An Indiana county at the center of the state's drug abuse-related HIV outbreak will continue its needle exchange for up to a year, local officials said on Thursday.
Scott County is the first county in the Midwestern state to be approved to provide clean needles to battle the outbreak linked to intravenous drug use.
Governor Mike Pence had signed a law earlier this month that allows counties to seek permission for such programs when fighting HIV or Hepatitis C epidemics tied to drug abuse, although it provides no funding.
The number of HIV cases since last December has risen to 160 in Scott County, a largely rural area in southern Indiana about 30 miles north of Louisville, Kentucky, government officials said. The county, with fewer than 24,000 residents, previously had five or fewer HIV cases diagnosed per year.
A Republican who has expressed reservations about needle-sharing programs, Pence declared a public health emergency in Scott County and approved a state-run program in March. Pence extended the declaration last month.
Dr. Jerome Adams, the state's health commissioner, approved the county-run exchange to start on May 25, a day after Pence’s order is set to expire.
In its request to allow the year-long program, Scott County officials said needle-sharing has decreased as a result of the exchange, with 14,981 used needles taken off the streets and 16,952 new ones distributed.
Under the new law, state funds cannot be used for the exchange. Scott County officials said they are accepting donations of funds and supplies as companies and even some diabetics have given their unused needles for the cause.
Needle exchange programs provide drug users with sterile needles to try to stop infections from spreading through the sharing of contaminated needles.
No other Indiana county so far has requested to start an exchange, but neighboring counties are monitoring the situation in Scott.
Human immunodeficiency virus (HIV), can cause AIDS, or Acquired Immune Deficiency Syndrome. More than 1.2 million people in the United States are living with HIV, according to the U.S. Centers for Disease Control and Prevention.

**EXERCISE:**
Print, verbatim, the passage of the Scott County needle exchange article that begins with the words containing "A Republican who" and ends with "new ones distributed.".

**PROVIDED DATA:**
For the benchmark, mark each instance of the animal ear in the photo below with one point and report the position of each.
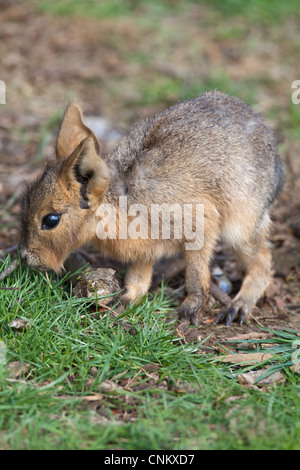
(86, 167)
(72, 132)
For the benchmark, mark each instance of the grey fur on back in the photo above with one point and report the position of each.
(214, 143)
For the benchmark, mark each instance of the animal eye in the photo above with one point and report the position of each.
(50, 221)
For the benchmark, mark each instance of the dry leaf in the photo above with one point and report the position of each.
(249, 378)
(245, 358)
(250, 335)
(19, 324)
(17, 369)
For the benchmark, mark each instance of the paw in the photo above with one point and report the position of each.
(236, 311)
(190, 309)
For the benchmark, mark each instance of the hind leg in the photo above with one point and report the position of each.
(256, 258)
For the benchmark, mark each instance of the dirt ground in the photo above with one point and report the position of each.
(46, 60)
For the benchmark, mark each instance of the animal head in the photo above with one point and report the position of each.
(58, 208)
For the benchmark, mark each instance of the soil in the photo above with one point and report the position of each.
(46, 60)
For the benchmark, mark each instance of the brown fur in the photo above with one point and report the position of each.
(212, 150)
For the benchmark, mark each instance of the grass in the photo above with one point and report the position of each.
(69, 348)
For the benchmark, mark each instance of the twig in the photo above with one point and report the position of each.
(7, 271)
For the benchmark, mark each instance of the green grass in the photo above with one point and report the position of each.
(259, 11)
(46, 408)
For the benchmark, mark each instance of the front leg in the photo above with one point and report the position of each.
(197, 278)
(137, 282)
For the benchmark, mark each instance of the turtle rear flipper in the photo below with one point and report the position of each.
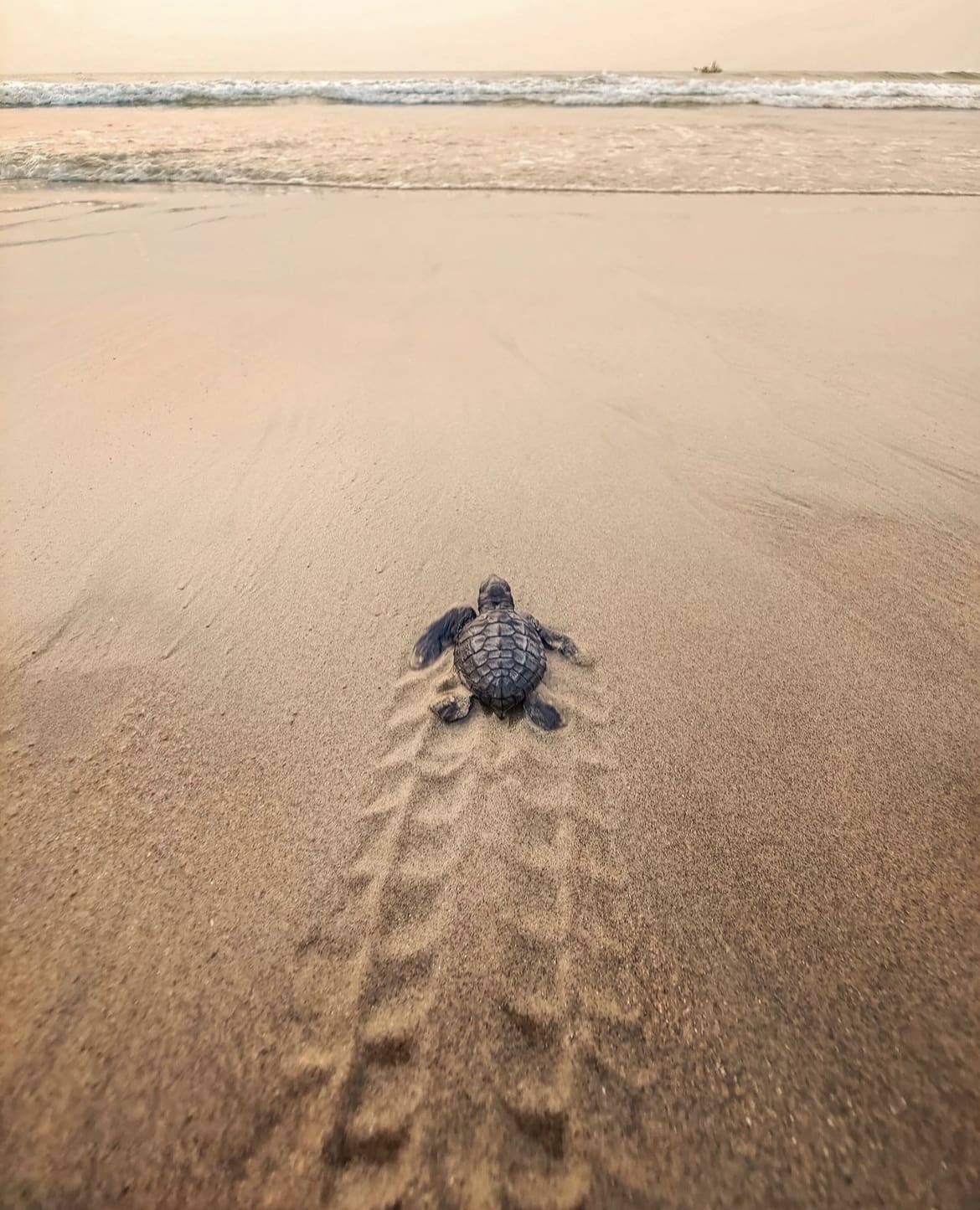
(542, 713)
(449, 709)
(441, 634)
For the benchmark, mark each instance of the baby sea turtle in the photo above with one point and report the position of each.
(498, 655)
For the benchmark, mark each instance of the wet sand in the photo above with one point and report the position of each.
(272, 935)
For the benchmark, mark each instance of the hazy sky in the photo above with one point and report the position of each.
(353, 35)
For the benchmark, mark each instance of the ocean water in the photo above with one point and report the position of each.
(664, 133)
(885, 91)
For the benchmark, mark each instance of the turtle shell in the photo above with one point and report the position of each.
(500, 657)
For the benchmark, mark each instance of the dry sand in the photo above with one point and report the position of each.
(272, 935)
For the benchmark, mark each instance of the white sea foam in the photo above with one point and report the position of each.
(895, 92)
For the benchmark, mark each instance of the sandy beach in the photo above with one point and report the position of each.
(274, 935)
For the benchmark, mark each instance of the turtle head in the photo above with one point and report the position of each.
(495, 593)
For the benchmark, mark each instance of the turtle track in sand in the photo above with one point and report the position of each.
(479, 1027)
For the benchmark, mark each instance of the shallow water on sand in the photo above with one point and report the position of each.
(725, 149)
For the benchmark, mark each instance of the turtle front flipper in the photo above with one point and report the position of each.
(558, 641)
(449, 709)
(542, 713)
(441, 634)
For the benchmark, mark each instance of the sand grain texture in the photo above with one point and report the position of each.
(276, 938)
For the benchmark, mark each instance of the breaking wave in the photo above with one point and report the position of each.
(886, 92)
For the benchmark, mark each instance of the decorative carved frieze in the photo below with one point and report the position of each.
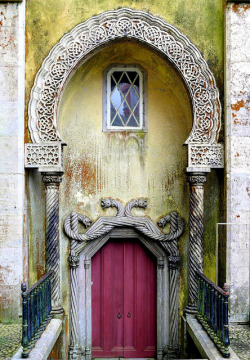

**RESPONSE TO THE EXERCISE:**
A Republican who has expressed reservations about needle-sharing programs, Pence declared a public health emergency in Scott County and approved a state-run program in March. Pence extended the declaration last month.
Dr. Jerome Adams, the state's health commissioner, approved the county-run exchange to start on May 25, a day after Pence’s order is set to expire.
In its request to allow the year-long program, Scott County officials said needle-sharing has decreased as a result of the exchange, with 14,981 used needles taken off the streets and 16,952 new ones distributed.